CONSIGNES —
[1] Dans quelle ville de Suisse Luc Lacourcière enseigne-t-il la littérature française pendant un an, d'après le portrait de Luc Lacourcière ?
[2] Recopiez, s'il vous plaît, le passage du portrait de Luc Lacourcière qui va de « Le 27 novembre » jusqu'à « Archives de folklore. » inclus.

EXTRAIT —
Le 27 novembre 2023
Ce portrait est tiré de l’article de Jean-Pierre Pichette intitulé « Luc Lacourcière et l’institution des Archives de folklore à l’Université Laval (1936–1944). Autopsie d’une convergence. », publié initialement dans la revue Rabaska (volume 2, 2004, p. 11–29). Il retrace les débuts professionnels du fondateur des Archives de folklore.
Ethnographe, folkloriste, professeur et chercheur reconnu, Luc Lacourcière est une figure majeure de l’ethnologie au Québec et l’acteur principal du développement de cette discipline au sein de l’Université Laval. Né à Saint-Victor de Beauce le 18 octobre 1910, Lacourcière étudie au Petit Séminaire de Québec, puis obtient une licence en littérature et un diplôme de l’École normale supérieure de l’Université Laval. Il s’envole ensuite vers la Suisse pour enseigner la littérature française dans un collège à Porrentruy pendant un an. À l’époque, son intention première est de poursuivre ses études en littérature à la Sorbonne. Il envisage de rédiger une thèse sur les travaux de Guy de Maupassant. Toutefois, lors de ce séjour dans le Jura, il découvre les écrits naturalistes de l’écrivain suisse Charles-Ferdinand Ramuz qui l’inspirent grandement. Il abandonne son projet de thèse et revient au Québec en 1937.

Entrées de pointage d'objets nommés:
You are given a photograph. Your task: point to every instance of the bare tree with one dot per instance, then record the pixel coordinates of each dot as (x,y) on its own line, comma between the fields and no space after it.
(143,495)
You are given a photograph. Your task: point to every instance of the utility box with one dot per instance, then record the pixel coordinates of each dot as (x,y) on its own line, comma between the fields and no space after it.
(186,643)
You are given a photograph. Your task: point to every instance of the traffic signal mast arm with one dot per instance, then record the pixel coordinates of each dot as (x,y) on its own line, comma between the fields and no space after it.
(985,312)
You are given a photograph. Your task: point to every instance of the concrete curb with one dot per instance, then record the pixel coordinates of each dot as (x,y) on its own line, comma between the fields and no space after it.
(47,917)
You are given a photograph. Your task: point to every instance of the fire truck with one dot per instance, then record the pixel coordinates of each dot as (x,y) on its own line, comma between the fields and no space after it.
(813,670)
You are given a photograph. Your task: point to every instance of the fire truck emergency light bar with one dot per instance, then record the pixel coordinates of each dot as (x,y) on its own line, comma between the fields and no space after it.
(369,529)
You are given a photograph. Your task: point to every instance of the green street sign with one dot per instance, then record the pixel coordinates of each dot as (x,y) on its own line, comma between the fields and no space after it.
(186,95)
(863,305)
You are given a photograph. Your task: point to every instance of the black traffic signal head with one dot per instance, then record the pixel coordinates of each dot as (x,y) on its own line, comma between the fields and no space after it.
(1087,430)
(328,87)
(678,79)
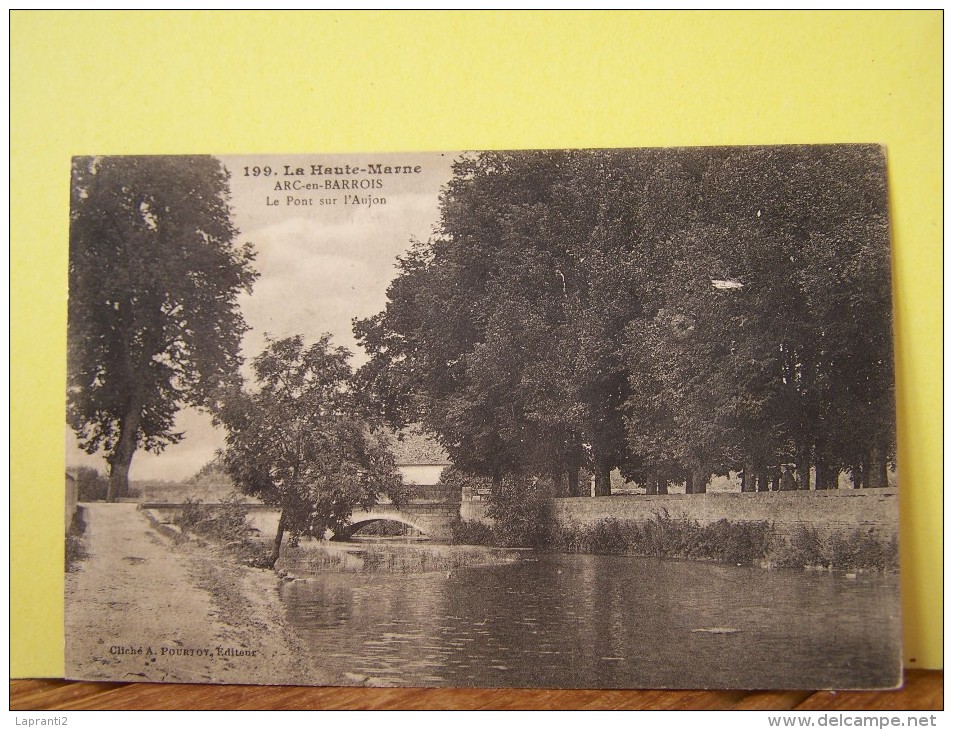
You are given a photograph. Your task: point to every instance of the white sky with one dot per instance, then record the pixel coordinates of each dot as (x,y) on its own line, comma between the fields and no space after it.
(320,266)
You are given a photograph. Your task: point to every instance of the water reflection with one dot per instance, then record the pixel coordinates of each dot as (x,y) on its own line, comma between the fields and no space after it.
(601,621)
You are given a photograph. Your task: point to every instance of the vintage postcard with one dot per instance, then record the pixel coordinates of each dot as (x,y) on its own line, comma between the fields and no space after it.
(606,418)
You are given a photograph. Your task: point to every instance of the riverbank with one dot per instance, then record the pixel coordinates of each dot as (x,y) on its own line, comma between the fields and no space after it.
(827,545)
(145,607)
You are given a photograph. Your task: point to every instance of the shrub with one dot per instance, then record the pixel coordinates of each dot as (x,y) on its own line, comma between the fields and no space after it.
(91,484)
(521,513)
(471,532)
(857,550)
(225,522)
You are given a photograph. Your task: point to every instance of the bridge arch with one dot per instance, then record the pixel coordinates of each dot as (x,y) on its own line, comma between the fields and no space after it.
(363,519)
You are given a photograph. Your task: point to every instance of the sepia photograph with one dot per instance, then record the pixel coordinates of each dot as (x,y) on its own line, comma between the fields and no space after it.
(582,418)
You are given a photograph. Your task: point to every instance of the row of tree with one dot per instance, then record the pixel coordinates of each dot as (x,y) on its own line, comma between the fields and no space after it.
(155,273)
(673,314)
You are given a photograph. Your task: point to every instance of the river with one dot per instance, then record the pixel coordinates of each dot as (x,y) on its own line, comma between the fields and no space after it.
(554,620)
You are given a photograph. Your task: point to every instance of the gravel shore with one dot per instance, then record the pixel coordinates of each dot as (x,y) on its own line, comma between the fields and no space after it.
(145,607)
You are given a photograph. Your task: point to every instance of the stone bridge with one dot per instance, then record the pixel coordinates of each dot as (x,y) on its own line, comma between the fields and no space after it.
(430,509)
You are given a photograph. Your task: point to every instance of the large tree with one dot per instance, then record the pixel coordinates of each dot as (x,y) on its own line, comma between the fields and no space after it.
(672,313)
(155,272)
(304,441)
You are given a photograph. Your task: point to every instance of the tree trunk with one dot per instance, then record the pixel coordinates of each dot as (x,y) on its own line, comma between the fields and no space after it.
(121,457)
(877,468)
(857,476)
(803,474)
(747,478)
(700,481)
(603,483)
(572,481)
(651,483)
(496,485)
(276,548)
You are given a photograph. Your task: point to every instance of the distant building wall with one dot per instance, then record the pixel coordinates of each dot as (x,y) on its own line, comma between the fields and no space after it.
(421,473)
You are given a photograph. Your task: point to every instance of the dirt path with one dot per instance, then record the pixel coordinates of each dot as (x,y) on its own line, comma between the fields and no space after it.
(142,607)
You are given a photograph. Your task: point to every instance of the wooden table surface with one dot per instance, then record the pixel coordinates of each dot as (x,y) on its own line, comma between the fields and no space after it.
(923,690)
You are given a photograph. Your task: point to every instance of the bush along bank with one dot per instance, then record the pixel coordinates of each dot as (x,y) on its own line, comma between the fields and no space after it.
(225,523)
(665,536)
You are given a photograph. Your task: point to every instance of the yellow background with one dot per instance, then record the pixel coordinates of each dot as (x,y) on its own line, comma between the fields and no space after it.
(212,82)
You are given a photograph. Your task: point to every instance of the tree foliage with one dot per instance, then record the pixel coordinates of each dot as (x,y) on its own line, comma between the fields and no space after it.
(154,278)
(304,441)
(671,313)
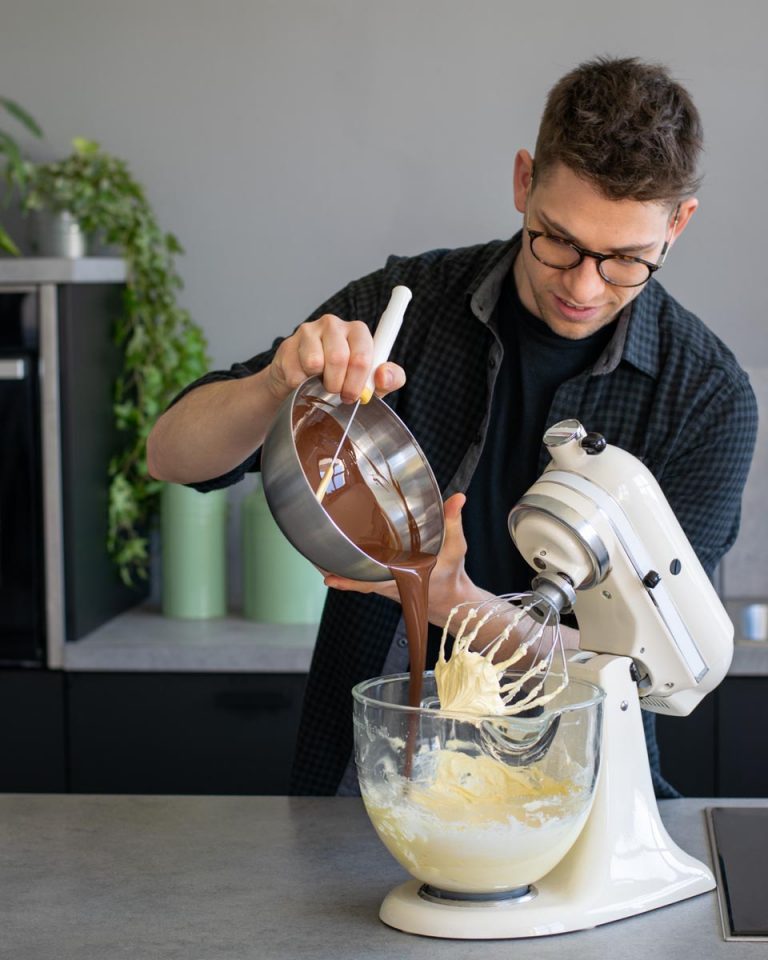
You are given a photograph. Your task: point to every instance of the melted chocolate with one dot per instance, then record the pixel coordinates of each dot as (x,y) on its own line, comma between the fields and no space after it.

LES RÉPONSES —
[1] À Porrentruy.

[2]
Le 27 novembre 2023
Ce portrait est tiré de l’article de Jean-Pierre Pichette intitulé « Luc Lacourcière et l’institution des Archives de folklore à l’Université Laval (1936–1944). Autopsie d’une convergence. », publié initialement dans la revue Rabaska (volume 2, 2004, p. 11–29). Il retrace les débuts professionnels du fondateur des Archives de folklore.